#### Given passage

[BEGIN]

## Monday, July 2, 2012

### Problem 778: Triangle, Distance from the Orthocenter to a Vertex, Circle, Circumradius, Side, Square

Geometry Problem
Level: Mathematics Education, High School, Honors Geometry, College.

Click the figure below to see the complete problem 778.

1. http://img213.imageshack.us/img213/5918/problem778.png

Draw lines per attached sketch
We have LC//BH and LB//CE
So BLCH is a parallelogram and
BH=LC
In right triangle ACL we have AC^2+CL^2=AL^2
Or BH^2+AC^2=4.R^2

2. http://img232.imageshack.us/img232/3764/p778resuelto.png
(look the construction of the picture).

[END]

#### Problems and tasks
**1.** Answer these from the geometry problem post:
(a) What number does the post give the problem?
(b) Which two pairs of lines does the first solution state are parallel?
(c) What relation between BH, AC and R does the first solution reach at its end?
**2.** Write the next part of the geometry problem post, picking up after its final line.

#### Material supplied

[BEGIN]

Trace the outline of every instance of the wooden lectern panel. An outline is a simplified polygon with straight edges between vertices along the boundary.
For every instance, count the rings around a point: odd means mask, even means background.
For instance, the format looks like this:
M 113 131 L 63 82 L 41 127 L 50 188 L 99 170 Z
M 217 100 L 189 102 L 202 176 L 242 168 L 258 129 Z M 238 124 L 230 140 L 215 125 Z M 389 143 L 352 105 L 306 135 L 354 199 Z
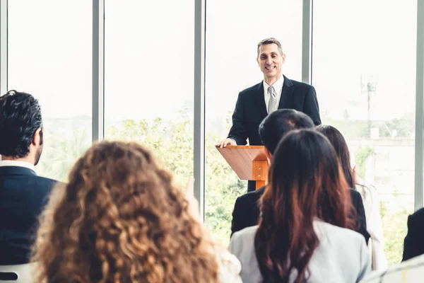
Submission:
M 268 160 L 263 146 L 227 146 L 217 149 L 240 179 L 256 180 L 257 188 L 265 185 Z

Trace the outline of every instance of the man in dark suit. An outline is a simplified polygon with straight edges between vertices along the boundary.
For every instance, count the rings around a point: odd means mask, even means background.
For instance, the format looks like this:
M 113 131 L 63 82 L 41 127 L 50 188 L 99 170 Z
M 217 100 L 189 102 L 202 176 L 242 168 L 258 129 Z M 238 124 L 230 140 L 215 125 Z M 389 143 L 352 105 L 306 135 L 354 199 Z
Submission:
M 424 208 L 408 217 L 408 234 L 404 243 L 402 261 L 424 254 Z
M 283 76 L 285 54 L 275 38 L 266 38 L 258 44 L 257 61 L 264 73 L 264 80 L 239 93 L 232 114 L 232 126 L 228 137 L 217 147 L 227 145 L 261 145 L 258 127 L 264 118 L 277 109 L 295 109 L 321 124 L 317 93 L 313 86 Z M 248 191 L 255 190 L 249 181 Z
M 269 162 L 272 161 L 273 153 L 278 142 L 285 134 L 293 129 L 313 127 L 314 123 L 307 115 L 292 109 L 281 109 L 268 115 L 259 125 L 259 132 Z M 260 215 L 259 202 L 264 190 L 265 186 L 237 198 L 232 211 L 231 235 L 237 231 L 258 224 Z M 360 194 L 354 190 L 351 190 L 351 197 L 352 204 L 355 209 L 353 215 L 359 224 L 358 232 L 364 236 L 367 243 L 370 234 L 367 232 L 365 212 L 362 197 Z
M 38 101 L 11 91 L 0 96 L 0 265 L 28 262 L 37 217 L 56 181 L 35 173 L 42 151 Z

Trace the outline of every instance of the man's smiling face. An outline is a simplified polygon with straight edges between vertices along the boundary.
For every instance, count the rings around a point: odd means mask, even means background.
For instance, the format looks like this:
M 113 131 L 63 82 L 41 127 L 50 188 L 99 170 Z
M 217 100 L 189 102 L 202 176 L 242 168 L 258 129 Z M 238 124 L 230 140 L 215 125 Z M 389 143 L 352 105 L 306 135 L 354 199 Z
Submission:
M 275 43 L 265 44 L 259 47 L 257 61 L 266 81 L 276 81 L 281 76 L 285 59 L 285 55 L 280 53 L 278 47 Z

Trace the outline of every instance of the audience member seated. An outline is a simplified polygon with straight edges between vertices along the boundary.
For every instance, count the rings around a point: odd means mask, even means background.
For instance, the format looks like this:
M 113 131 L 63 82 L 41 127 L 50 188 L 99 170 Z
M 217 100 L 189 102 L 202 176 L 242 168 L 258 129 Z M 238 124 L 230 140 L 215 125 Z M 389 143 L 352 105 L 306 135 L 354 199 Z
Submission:
M 424 208 L 408 217 L 402 261 L 424 254 Z
M 368 187 L 359 183 L 358 178 L 356 177 L 355 171 L 351 166 L 351 154 L 348 144 L 341 133 L 334 127 L 323 125 L 317 126 L 316 129 L 329 139 L 338 156 L 348 185 L 351 187 L 355 188 L 362 197 L 365 210 L 366 228 L 371 236 L 371 241 L 368 243 L 368 246 L 370 249 L 372 270 L 387 269 L 387 261 L 384 250 L 383 224 L 379 214 L 379 202 L 377 190 L 374 187 Z
M 424 255 L 413 258 L 386 270 L 374 271 L 360 283 L 417 283 L 423 282 Z
M 240 262 L 212 243 L 192 205 L 142 146 L 95 144 L 40 217 L 36 282 L 239 282 Z
M 295 130 L 279 142 L 261 197 L 259 226 L 236 232 L 230 249 L 249 282 L 354 283 L 371 269 L 352 231 L 349 187 L 328 139 Z
M 35 173 L 42 151 L 38 101 L 11 91 L 0 97 L 0 265 L 29 262 L 37 217 L 56 181 Z
M 293 109 L 281 109 L 268 115 L 259 125 L 259 135 L 269 162 L 272 163 L 273 153 L 285 134 L 293 129 L 313 127 L 314 122 L 309 116 Z M 232 235 L 246 227 L 257 225 L 260 214 L 259 200 L 264 190 L 265 186 L 237 197 L 232 212 Z M 367 232 L 365 214 L 360 195 L 354 190 L 351 190 L 350 192 L 355 209 L 355 212 L 352 214 L 358 219 L 359 225 L 355 230 L 363 234 L 367 242 L 370 234 Z

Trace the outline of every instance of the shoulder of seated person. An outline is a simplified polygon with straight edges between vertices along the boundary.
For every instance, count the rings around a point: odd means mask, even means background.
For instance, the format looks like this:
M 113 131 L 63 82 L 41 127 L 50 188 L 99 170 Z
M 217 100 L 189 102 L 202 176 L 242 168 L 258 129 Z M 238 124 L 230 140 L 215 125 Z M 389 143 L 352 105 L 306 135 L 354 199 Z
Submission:
M 321 236 L 326 235 L 329 238 L 344 238 L 345 237 L 348 237 L 351 239 L 358 239 L 360 242 L 364 241 L 363 236 L 353 230 L 339 227 L 322 220 L 317 220 L 314 224 L 319 231 L 317 233 Z
M 258 226 L 255 225 L 244 228 L 240 231 L 237 231 L 237 232 L 232 234 L 232 236 L 231 236 L 231 241 L 237 241 L 237 240 L 240 240 L 241 238 L 254 235 L 257 229 Z

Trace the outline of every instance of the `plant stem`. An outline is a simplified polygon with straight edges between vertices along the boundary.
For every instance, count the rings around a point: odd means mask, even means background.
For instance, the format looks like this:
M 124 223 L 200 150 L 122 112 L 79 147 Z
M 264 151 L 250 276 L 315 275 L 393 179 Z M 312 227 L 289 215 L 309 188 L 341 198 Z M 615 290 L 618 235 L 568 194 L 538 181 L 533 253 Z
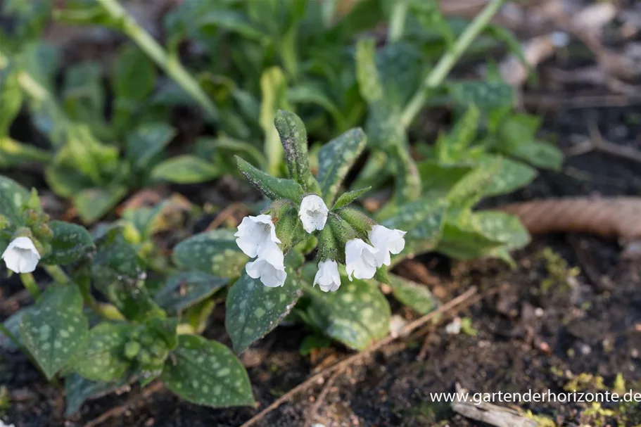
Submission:
M 118 23 L 120 30 L 131 37 L 140 49 L 200 104 L 210 119 L 217 120 L 218 110 L 216 106 L 177 58 L 168 55 L 163 46 L 120 6 L 118 0 L 96 1 Z
M 438 63 L 423 82 L 421 89 L 405 107 L 401 117 L 403 126 L 407 127 L 412 123 L 427 100 L 430 89 L 437 87 L 443 83 L 448 77 L 448 74 L 456 65 L 457 61 L 504 2 L 505 0 L 490 0 L 481 13 L 465 28 L 465 31 L 459 36 L 454 45 L 440 58 Z
M 33 297 L 33 300 L 37 300 L 38 297 L 40 296 L 40 288 L 38 287 L 36 279 L 33 278 L 33 274 L 31 273 L 20 273 L 20 278 L 23 281 L 25 289 Z
M 63 269 L 57 265 L 45 265 L 44 271 L 46 272 L 47 274 L 51 276 L 55 281 L 59 283 L 61 285 L 65 283 L 71 283 L 71 279 L 69 279 L 69 276 L 67 276 Z
M 398 42 L 403 35 L 405 16 L 407 15 L 407 0 L 396 0 L 392 8 L 392 17 L 387 33 L 388 43 Z

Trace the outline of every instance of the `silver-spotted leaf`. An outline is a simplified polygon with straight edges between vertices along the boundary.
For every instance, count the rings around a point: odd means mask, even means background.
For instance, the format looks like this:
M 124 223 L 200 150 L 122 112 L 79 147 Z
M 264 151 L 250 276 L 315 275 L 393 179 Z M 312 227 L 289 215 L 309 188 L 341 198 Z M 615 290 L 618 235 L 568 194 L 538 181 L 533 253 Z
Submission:
M 243 272 L 227 293 L 225 329 L 234 350 L 240 353 L 277 326 L 302 293 L 300 282 L 291 269 L 280 288 L 265 286 Z
M 325 203 L 331 205 L 343 180 L 365 146 L 360 128 L 348 130 L 326 144 L 318 153 L 318 182 Z
M 169 314 L 179 314 L 229 283 L 229 279 L 202 272 L 182 272 L 170 276 L 153 298 Z
M 387 335 L 390 307 L 377 286 L 343 276 L 336 292 L 316 293 L 307 308 L 313 325 L 355 350 L 364 350 Z
M 82 314 L 82 295 L 76 286 L 49 288 L 23 317 L 20 338 L 38 366 L 51 378 L 82 349 L 89 323 Z
M 213 230 L 192 236 L 176 245 L 174 262 L 185 270 L 219 277 L 237 277 L 249 257 L 236 244 L 231 230 Z
M 424 315 L 436 310 L 440 305 L 425 285 L 407 280 L 400 276 L 390 274 L 390 283 L 394 298 L 417 312 Z
M 49 227 L 53 231 L 51 252 L 41 260 L 43 264 L 65 265 L 96 250 L 91 235 L 84 227 L 63 221 L 51 221 Z
M 213 407 L 253 406 L 245 368 L 227 347 L 203 337 L 182 335 L 160 376 L 183 399 Z
M 72 369 L 94 381 L 120 378 L 132 362 L 125 357 L 125 345 L 133 326 L 127 324 L 101 323 L 89 331 L 84 348 L 73 359 Z

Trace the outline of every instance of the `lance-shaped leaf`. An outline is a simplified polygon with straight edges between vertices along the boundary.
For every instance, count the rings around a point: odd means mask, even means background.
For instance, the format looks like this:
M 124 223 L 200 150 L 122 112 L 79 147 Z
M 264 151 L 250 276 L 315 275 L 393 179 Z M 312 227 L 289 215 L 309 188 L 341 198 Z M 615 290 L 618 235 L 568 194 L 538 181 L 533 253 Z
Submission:
M 176 245 L 174 262 L 184 269 L 198 270 L 219 277 L 234 278 L 249 260 L 232 230 L 212 230 L 192 236 Z
M 11 178 L 0 175 L 0 215 L 14 227 L 22 224 L 22 205 L 29 200 L 29 191 Z
M 236 160 L 241 173 L 267 198 L 272 200 L 286 198 L 298 203 L 303 197 L 305 191 L 298 182 L 269 175 L 238 156 L 236 157 Z
M 136 248 L 121 236 L 101 245 L 93 259 L 94 285 L 127 319 L 164 316 L 144 285 L 144 264 Z
M 365 147 L 362 129 L 348 130 L 326 144 L 318 153 L 318 181 L 325 203 L 331 205 L 341 183 Z
M 43 264 L 65 265 L 96 250 L 91 235 L 84 227 L 63 221 L 51 221 L 49 227 L 53 231 L 51 252 L 42 258 Z
M 332 210 L 345 208 L 371 189 L 372 187 L 367 187 L 364 189 L 361 189 L 360 190 L 354 190 L 353 191 L 348 191 L 347 193 L 343 193 L 340 196 L 340 197 L 338 197 L 338 200 L 337 200 L 336 203 L 334 203 Z
M 247 371 L 229 349 L 203 337 L 182 335 L 160 379 L 183 399 L 213 407 L 255 404 Z
M 378 287 L 343 276 L 337 292 L 316 292 L 307 308 L 312 324 L 355 350 L 364 350 L 387 335 L 390 307 Z
M 65 415 L 70 416 L 77 412 L 86 400 L 97 399 L 132 383 L 135 378 L 126 376 L 116 381 L 92 381 L 71 374 L 65 377 L 65 397 L 67 407 Z
M 76 286 L 49 288 L 34 310 L 25 313 L 20 337 L 38 366 L 51 378 L 87 340 L 89 324 Z
M 227 293 L 225 329 L 234 351 L 241 352 L 278 326 L 302 294 L 300 282 L 291 269 L 280 288 L 265 286 L 243 272 Z
M 101 323 L 89 331 L 82 351 L 73 359 L 72 369 L 95 381 L 120 378 L 132 362 L 125 357 L 125 345 L 133 326 L 127 324 Z
M 389 229 L 407 231 L 405 247 L 400 254 L 392 255 L 392 266 L 436 247 L 448 206 L 445 199 L 421 199 L 398 207 L 396 215 L 382 222 Z
M 303 120 L 291 111 L 279 110 L 274 125 L 285 149 L 289 176 L 305 191 L 319 192 L 318 183 L 310 171 L 307 134 Z
M 201 272 L 182 272 L 169 277 L 154 300 L 168 313 L 179 314 L 229 283 L 229 279 Z
M 395 274 L 390 274 L 389 278 L 394 298 L 418 314 L 425 315 L 439 306 L 438 300 L 425 285 Z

[END]

#### Task responses
**1.**
(a) 778
(b) LC is parallel to BH, and LB is parallel to CE.
(c) BH^2 + AC^2 = 4R^2

**2.**
As AP is diameter, <PCA = 90° and <ABP=90°. Note that PC and HC are paralell to BH and BP respectively. Then BH = PC (because BPCH is paralelogram) and by pythagorean theorem we have that PC^2 + AC^2=4R^2. Hence BH^2+AC^2=4R^2

3. BH = 2R cos(ABC)...by Prob 777
AC = 2R sin(ABC)...by Sine rule

BH^2 + AC^2 = 4R^2

4. By using the result in problem 777, the statement would be reduce to AC = 2R sinABC
,which is obvious under sine law.

5. Let AO meet the circle at X.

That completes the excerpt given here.